* **Texte fourni**
O.K merci, on voit la suite en M.P ?
Patrick JJ


----------



## gpbonneau (3 Juillet 2019)

> Malheureusement non ;
> CD gravables: -R, -RW
> DVD gravables: -R, -R DL, -RW, +R, +R DL, +RW
> Stratégies d’écriture: CD-TAO, CD-SAO, CD-Raw, DVD-DAO.
> ...



DL = Double Layer (Double couche)

On trouve aussi des versions re-mixées sur CD :
https://www.macintoshrepository.org...pecial-modified-version-for-ppc-g3-cd-version

Mais ton iMac a un lecteur de DVD, le mieux c'est quand même un original sur DVD  :



Sly54 a dit:


> J'ai un Tiger en boite noire, un seul DVD d'installation.


----------



## dandu (3 Juillet 2019)

Tiger n'est pas sur un DVD double couche, n'importe quel DVD gravable suffit.

Sinon, on "trouve" une version CD assez facilement dans le pire des cas.


----------



## patrick jean-jacques (5 Juillet 2019)

" une version CD assez facilement "
faut chercher assidument , là plus le temps; arrivent les vacances !
;-)
Pjj


----------



## Invité (5 Juillet 2019)

dandu a dit:


> Tiger n'est pas sur un DVD double couche, n'importe quel DVD gravable suffit.
> 
> Sinon, on "trouve" une version CD assez facilement dans le pire des cas.



Ah oui, 3,79Go… 
C'est pour Leo que ça commence les DL


----------



## patrick jean-jacques (5 Juillet 2019)

gpbonneau a dit:


> DL = Double Layer (Double couche)

* **Données fournies**

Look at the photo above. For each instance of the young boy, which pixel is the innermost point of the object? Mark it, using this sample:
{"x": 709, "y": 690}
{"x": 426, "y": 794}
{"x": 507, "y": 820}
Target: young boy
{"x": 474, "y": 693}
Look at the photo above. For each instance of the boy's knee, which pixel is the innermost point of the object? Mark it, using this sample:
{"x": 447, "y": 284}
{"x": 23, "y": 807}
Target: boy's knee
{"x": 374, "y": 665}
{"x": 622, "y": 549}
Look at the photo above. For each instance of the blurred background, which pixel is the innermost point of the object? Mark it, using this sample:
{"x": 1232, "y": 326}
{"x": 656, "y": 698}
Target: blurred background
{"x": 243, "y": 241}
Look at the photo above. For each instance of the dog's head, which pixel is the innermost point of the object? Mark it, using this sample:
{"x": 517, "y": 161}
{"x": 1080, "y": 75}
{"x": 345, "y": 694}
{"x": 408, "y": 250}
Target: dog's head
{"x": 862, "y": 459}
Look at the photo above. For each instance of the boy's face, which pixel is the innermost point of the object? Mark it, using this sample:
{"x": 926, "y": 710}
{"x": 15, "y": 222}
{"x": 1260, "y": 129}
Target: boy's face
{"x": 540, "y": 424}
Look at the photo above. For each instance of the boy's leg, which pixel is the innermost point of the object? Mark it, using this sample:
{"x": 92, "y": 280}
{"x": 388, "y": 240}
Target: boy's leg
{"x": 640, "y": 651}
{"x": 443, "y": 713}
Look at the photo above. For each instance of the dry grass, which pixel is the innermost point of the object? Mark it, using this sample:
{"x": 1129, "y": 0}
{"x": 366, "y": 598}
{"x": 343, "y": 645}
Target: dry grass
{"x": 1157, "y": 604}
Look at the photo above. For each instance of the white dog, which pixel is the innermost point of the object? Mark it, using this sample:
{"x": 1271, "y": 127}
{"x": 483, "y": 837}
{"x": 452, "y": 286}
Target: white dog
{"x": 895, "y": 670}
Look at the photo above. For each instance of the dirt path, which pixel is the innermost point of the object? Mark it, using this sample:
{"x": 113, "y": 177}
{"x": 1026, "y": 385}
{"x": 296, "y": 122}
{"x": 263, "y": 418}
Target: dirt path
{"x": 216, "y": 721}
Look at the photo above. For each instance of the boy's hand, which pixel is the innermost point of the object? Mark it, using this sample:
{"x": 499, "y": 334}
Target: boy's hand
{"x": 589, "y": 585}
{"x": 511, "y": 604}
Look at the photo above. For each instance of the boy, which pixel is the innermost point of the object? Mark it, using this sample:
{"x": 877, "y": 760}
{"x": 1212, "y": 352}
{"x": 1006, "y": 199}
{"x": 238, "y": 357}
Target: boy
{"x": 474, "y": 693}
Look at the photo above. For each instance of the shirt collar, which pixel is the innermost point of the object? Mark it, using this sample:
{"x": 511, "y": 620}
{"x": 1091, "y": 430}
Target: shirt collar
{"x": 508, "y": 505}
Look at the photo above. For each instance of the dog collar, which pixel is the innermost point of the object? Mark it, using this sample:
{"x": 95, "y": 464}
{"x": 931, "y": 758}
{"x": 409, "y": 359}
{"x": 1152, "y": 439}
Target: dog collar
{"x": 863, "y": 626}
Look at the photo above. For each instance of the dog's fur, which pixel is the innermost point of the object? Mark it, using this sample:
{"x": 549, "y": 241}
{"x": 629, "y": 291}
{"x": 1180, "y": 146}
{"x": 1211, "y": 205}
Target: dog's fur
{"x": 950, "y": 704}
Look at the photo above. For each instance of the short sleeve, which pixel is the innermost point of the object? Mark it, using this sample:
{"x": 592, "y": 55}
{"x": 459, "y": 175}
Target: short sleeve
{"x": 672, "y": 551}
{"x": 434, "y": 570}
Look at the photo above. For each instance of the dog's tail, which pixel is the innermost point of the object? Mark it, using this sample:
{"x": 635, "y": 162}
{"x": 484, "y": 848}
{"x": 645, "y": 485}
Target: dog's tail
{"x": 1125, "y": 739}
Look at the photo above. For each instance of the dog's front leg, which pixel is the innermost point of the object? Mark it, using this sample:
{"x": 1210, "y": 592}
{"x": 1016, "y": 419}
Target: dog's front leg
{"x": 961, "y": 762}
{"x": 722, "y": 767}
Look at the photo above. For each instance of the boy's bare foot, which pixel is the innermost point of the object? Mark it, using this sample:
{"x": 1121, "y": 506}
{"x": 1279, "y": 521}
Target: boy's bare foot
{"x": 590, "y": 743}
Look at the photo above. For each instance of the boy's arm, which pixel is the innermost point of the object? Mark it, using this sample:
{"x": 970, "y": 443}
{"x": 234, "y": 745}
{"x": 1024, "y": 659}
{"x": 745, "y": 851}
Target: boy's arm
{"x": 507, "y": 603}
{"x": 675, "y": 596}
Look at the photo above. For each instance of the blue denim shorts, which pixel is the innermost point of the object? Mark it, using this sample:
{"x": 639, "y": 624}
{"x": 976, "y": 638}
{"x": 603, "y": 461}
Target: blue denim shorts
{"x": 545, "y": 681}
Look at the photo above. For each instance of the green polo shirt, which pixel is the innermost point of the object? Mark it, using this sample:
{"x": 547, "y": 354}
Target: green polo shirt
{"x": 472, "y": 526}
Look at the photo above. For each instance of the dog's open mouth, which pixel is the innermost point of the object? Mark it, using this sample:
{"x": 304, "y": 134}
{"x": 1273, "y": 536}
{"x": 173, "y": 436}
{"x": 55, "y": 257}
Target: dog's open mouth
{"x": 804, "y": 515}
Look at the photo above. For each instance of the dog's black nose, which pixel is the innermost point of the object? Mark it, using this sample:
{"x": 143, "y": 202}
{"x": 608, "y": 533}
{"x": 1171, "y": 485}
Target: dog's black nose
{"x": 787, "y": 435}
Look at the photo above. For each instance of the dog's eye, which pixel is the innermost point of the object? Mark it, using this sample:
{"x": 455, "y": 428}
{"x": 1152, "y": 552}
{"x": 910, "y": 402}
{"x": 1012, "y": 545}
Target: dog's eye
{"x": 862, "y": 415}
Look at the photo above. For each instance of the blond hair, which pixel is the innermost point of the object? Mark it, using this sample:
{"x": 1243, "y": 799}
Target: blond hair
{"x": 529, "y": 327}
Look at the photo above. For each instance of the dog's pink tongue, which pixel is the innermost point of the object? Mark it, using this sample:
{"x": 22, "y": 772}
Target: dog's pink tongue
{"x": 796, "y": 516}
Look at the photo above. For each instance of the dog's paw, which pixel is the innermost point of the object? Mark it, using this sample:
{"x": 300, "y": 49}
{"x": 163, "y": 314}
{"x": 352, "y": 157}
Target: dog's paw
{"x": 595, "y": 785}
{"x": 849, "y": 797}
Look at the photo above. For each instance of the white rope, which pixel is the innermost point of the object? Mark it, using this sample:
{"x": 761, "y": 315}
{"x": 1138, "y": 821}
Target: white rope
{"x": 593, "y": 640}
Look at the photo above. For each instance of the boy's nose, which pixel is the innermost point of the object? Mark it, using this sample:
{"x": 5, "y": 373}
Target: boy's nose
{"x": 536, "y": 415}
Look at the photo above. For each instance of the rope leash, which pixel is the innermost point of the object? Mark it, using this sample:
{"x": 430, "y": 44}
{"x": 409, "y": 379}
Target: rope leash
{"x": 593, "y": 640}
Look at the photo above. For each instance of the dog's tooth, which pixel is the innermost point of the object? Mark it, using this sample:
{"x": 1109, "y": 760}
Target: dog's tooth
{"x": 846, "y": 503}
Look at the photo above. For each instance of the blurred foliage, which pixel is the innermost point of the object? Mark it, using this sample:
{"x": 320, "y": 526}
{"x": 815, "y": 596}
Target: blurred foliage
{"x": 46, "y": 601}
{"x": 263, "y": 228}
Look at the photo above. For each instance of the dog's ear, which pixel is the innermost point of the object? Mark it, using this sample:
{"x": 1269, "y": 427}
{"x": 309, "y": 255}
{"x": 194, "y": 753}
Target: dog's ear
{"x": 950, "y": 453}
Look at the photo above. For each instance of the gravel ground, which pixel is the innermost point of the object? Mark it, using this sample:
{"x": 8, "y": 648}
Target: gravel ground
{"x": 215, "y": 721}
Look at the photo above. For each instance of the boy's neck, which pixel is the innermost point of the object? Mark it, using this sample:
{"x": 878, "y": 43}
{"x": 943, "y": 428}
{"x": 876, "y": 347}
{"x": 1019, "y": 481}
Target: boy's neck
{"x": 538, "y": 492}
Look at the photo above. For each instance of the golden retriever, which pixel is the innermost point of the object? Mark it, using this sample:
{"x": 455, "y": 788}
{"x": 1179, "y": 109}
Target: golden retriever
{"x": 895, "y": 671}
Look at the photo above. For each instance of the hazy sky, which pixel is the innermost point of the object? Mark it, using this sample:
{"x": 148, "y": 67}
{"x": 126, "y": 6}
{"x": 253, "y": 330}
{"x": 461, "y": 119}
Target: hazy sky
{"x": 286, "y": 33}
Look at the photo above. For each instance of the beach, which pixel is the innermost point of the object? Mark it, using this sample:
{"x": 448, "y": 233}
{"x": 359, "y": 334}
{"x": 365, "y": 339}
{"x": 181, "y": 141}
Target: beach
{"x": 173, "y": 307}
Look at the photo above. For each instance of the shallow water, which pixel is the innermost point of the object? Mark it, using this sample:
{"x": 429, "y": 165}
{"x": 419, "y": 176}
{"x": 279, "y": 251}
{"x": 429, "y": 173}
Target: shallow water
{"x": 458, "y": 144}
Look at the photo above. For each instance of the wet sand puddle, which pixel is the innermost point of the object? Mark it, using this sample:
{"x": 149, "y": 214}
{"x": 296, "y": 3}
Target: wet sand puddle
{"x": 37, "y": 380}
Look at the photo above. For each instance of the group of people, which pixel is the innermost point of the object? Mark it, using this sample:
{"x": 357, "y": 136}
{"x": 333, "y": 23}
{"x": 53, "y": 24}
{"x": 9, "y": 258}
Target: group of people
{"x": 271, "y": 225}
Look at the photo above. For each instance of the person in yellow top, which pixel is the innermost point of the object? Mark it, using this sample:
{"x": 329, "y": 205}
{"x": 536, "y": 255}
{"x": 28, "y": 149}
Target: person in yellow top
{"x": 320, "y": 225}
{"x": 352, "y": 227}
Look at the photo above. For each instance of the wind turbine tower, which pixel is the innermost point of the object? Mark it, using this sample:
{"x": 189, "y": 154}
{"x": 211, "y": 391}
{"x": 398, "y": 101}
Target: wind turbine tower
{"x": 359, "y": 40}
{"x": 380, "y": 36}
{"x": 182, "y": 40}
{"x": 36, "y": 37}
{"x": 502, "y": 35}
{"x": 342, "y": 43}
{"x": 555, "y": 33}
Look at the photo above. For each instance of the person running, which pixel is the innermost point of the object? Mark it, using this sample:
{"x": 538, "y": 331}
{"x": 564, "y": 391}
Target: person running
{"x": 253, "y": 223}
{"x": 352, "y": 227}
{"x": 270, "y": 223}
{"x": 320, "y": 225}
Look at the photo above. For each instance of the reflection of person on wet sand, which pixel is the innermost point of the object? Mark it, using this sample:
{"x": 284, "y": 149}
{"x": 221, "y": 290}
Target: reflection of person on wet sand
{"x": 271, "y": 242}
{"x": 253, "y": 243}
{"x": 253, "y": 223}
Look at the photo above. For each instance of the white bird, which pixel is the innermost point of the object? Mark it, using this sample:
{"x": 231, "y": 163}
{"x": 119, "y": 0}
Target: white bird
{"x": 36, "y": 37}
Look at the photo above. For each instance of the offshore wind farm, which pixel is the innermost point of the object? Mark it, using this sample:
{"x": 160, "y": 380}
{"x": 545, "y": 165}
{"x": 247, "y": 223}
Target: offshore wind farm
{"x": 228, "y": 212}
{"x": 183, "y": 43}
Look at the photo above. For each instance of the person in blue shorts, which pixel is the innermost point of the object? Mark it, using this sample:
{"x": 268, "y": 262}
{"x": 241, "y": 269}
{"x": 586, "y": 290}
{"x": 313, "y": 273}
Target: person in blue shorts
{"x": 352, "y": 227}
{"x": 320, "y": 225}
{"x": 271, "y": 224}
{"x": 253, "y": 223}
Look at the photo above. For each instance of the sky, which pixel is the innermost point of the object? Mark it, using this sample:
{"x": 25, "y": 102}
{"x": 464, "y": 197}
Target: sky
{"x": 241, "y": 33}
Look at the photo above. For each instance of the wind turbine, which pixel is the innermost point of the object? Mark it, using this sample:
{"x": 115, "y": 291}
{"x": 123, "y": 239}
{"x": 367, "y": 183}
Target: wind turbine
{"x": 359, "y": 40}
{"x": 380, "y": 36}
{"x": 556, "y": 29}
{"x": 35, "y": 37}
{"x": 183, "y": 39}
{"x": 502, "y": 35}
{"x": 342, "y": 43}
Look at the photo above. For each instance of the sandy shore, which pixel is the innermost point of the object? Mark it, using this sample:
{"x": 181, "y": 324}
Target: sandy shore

* **Travail demandé**
**A)** Les affirmations suivantes concordent-elles avec le texte fourni ? (i) Tiger est sur un DVD double couche. (ii) DL signifie « Double Layer ». (iii) L'iMac dont il est question possède un lecteur de DVD. Répondez par oui ou par non et citez chaque fois les mots du texte qui tranchent.
**B)** Relevez chaque ligne des enregistrements qui contient la chaîne « bird ».

* **Exercices corrigés**
**A)**
(i) Non : « Tiger n'est pas sur un DVD double couche, n'importe quel DVD gravable suffit. »
(ii) Oui : « DL = Double Layer (Double couche) »
(iii) Oui : « Mais ton iMac a un lecteur de DVD »

**B)**
Look at the photo above. For each instance of the white bird, which pixel is the innermost point of the object? Mark it, using this sample:
Target: white bird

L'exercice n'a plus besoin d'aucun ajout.